— DIRECTIONS FOR THIS TASK —
Output all of the data below exactly as given.
--- begin ---
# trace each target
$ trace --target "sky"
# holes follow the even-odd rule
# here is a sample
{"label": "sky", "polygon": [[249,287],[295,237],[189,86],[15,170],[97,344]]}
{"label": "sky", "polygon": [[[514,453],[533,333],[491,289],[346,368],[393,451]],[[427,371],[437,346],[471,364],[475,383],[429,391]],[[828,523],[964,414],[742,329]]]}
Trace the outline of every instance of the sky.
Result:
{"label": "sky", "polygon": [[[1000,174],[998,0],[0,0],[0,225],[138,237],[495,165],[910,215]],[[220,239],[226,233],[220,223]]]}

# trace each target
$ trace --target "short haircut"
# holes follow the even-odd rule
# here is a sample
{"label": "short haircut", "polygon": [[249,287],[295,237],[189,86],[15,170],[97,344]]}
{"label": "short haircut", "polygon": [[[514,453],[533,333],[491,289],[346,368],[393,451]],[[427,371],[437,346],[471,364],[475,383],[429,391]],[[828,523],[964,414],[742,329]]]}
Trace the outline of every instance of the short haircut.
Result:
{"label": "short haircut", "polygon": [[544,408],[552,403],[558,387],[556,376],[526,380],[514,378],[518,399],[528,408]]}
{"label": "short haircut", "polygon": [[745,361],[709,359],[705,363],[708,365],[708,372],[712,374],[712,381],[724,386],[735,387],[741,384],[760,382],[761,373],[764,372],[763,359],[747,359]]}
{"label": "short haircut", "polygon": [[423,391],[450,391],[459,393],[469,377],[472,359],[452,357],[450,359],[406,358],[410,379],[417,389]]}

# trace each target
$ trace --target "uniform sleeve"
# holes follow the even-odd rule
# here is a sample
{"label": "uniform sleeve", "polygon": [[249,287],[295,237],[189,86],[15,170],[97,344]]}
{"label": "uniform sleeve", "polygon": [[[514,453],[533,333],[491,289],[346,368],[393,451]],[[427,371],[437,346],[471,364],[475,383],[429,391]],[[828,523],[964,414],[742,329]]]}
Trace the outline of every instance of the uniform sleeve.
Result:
--- end ---
— EXPECTED OUTPUT —
# trace each target
$ trace --target "sky"
# holes follow the even-odd rule
# here is a sample
{"label": "sky", "polygon": [[249,287],[295,237],[189,86],[15,170],[97,344]]}
{"label": "sky", "polygon": [[[514,453],[533,333],[491,289],[346,368],[393,451]],[[427,371],[437,346],[471,364],[475,383],[429,391]],[[828,523],[964,414],[742,329]]]}
Trace the outline of every instance of the sky.
Result:
{"label": "sky", "polygon": [[[1000,174],[998,0],[0,0],[0,225],[138,237],[495,165],[910,215]],[[220,239],[226,233],[220,223]]]}

# trace each target
$ trace --target "short haircut"
# holes follow the even-odd rule
# here is a sample
{"label": "short haircut", "polygon": [[249,287],[295,237],[189,86],[15,170],[97,344]]}
{"label": "short haircut", "polygon": [[[514,453],[533,333],[491,289],[346,368],[393,451]],[[427,371],[437,346],[471,364],[475,383],[429,391]],[[828,523],[964,414],[742,329]]]}
Trace the outline of every instance of the short haircut.
Result:
{"label": "short haircut", "polygon": [[544,408],[552,403],[558,387],[556,376],[526,380],[514,378],[518,399],[528,408]]}
{"label": "short haircut", "polygon": [[745,361],[709,359],[705,363],[708,365],[708,372],[712,374],[712,381],[724,386],[735,387],[741,384],[760,382],[761,373],[764,372],[763,359],[747,359]]}
{"label": "short haircut", "polygon": [[423,391],[450,391],[459,393],[469,377],[472,359],[452,357],[450,359],[406,358],[410,379],[417,389]]}

# trace each target
$ trace --target "uniform sleeve"
# holes follow the even-odd rule
# here is a sample
{"label": "uniform sleeve", "polygon": [[249,287],[295,237],[189,86],[15,170],[97,344]]}
{"label": "uniform sleeve", "polygon": [[[514,453],[533,333],[491,289],[346,368],[393,451]],[[427,371],[437,346],[471,364],[475,383],[429,391]],[[828,523],[964,414],[742,329]]]}
Trace the outline of every instance of the uniform sleeve.
Result:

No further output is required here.